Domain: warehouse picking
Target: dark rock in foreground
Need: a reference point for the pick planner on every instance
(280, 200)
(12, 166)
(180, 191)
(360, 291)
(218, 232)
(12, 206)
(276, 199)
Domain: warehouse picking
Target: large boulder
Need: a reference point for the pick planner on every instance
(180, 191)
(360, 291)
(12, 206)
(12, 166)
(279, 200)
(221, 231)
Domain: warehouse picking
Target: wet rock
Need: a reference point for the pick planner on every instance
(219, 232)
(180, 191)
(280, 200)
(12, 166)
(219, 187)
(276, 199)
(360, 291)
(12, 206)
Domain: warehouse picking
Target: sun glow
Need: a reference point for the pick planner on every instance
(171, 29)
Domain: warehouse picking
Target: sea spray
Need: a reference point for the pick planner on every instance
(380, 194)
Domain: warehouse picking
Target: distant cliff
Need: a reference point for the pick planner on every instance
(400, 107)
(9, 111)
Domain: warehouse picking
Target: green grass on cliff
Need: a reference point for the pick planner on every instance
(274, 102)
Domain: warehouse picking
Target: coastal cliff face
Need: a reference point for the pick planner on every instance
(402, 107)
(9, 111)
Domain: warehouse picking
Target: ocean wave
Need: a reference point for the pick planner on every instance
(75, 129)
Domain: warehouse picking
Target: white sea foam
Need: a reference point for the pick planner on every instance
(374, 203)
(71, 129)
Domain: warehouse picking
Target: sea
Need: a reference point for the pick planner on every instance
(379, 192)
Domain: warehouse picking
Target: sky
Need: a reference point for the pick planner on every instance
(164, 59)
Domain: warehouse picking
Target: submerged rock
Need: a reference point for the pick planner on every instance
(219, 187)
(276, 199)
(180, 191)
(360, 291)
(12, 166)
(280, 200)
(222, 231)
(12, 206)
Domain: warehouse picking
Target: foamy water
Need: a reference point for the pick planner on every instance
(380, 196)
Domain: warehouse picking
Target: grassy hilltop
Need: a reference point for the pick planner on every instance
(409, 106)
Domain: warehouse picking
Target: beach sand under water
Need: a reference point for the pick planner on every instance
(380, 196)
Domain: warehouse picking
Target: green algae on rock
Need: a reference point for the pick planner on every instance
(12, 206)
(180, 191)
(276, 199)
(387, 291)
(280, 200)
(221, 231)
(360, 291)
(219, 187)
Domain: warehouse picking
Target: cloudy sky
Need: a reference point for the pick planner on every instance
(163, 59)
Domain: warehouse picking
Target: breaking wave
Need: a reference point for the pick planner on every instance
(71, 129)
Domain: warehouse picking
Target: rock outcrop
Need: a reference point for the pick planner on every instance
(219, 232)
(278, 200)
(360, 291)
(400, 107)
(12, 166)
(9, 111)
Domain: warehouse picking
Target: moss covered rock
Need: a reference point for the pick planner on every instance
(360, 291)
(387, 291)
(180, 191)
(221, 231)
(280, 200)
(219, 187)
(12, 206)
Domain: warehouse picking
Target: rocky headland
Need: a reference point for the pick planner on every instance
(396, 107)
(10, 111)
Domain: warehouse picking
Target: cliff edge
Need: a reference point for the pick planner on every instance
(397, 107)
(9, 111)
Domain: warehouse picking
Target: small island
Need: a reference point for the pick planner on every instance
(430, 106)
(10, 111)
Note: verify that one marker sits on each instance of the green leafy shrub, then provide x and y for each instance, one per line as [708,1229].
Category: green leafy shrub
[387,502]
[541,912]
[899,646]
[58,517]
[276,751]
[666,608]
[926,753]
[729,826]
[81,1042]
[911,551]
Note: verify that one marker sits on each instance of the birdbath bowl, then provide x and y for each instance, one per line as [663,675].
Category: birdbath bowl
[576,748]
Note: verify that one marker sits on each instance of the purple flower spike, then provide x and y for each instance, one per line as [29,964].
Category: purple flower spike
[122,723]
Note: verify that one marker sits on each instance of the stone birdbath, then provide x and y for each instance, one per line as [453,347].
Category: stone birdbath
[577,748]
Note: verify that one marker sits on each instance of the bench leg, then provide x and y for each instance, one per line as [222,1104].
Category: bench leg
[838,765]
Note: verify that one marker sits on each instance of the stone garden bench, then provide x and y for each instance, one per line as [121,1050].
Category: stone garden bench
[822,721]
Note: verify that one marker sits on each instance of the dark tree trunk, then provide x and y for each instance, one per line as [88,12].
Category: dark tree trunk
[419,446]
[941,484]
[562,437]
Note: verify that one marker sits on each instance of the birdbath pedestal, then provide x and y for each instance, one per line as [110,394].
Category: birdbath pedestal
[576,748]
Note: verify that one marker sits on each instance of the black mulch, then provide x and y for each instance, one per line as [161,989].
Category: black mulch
# # #
▸ What you have to do: Write out only what runs from the line holding "line as [708,1229]." through the last line of the records, exactly as shown.

▸ Output below:
Note: verify that one marker sits on each instance of the green leafy shrub, then provide x and y for each instance, one per line as [708,1229].
Category: green leafy shrub
[387,502]
[541,912]
[899,646]
[58,517]
[276,751]
[666,608]
[926,753]
[729,826]
[81,1042]
[911,551]
Note: verify that one marker sits on each instance of the birdbath bowl, then provide x and y for each instance, one per line as [663,675].
Category: birdbath bowl
[576,748]
Note: verify that one marker sits on each instance of the purple flower spike, then provide x and y for each instance, one per line as [29,964].
Category: purple flower spike
[122,723]
Note: verify that one marker sits on each instance of the stone birdbath, then provide x and y for each instance, one per line as [453,347].
Category: stone birdbath
[577,748]
Note: verify that one marker sits on each instance of the bench leg, then provide x and y for each instance, one per line as [222,1104].
Category: bench leg
[838,765]
Note: verify that one marker sits on each instance of the stone garden bench, then provide x and y for each instance, one per line as [121,1050].
Category: stone garden bench
[822,721]
Note: verify that one marker sits on each instance of the dark tree trunk, then provide x and y for each instance, one per line as [88,12].
Category: dark tree trunk
[419,446]
[941,484]
[562,437]
Note: verify that one marker sits on each instance of the birdbath pedestal, then provide x and y for each instance, one per line as [110,394].
Category: birdbath pedestal
[576,748]
Note: verify that one marker sits on each instance of the black mulch, then provide x and y for each instance, one per line as [161,989].
Category: black mulch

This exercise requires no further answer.